# [Required task]
In the lines below, change every "carved stone ornament" to "sculpted stone relief" and keep everything else the same. Leave the pictures out of the rewritten lines.

--- Records shown ---

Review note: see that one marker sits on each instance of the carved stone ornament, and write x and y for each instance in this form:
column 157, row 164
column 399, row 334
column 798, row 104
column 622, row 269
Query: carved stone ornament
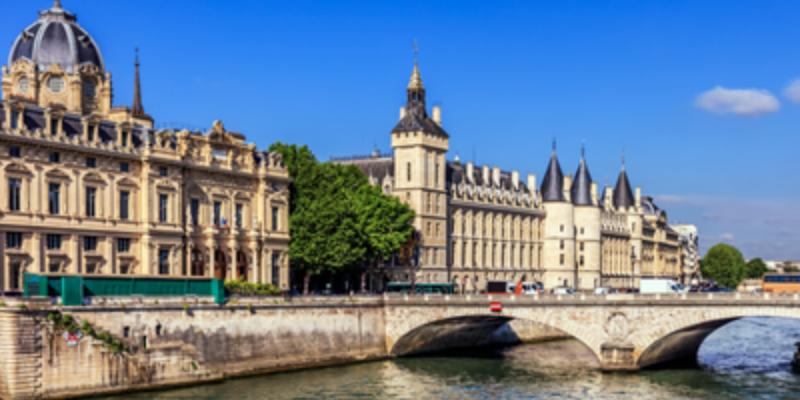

---

# [Task output]
Review note: see that one marker sits on each instance of the sculpted stone relief, and write x and y for each instance in this form:
column 157, row 164
column 399, row 334
column 798, row 104
column 622, row 269
Query: sculpted stone relief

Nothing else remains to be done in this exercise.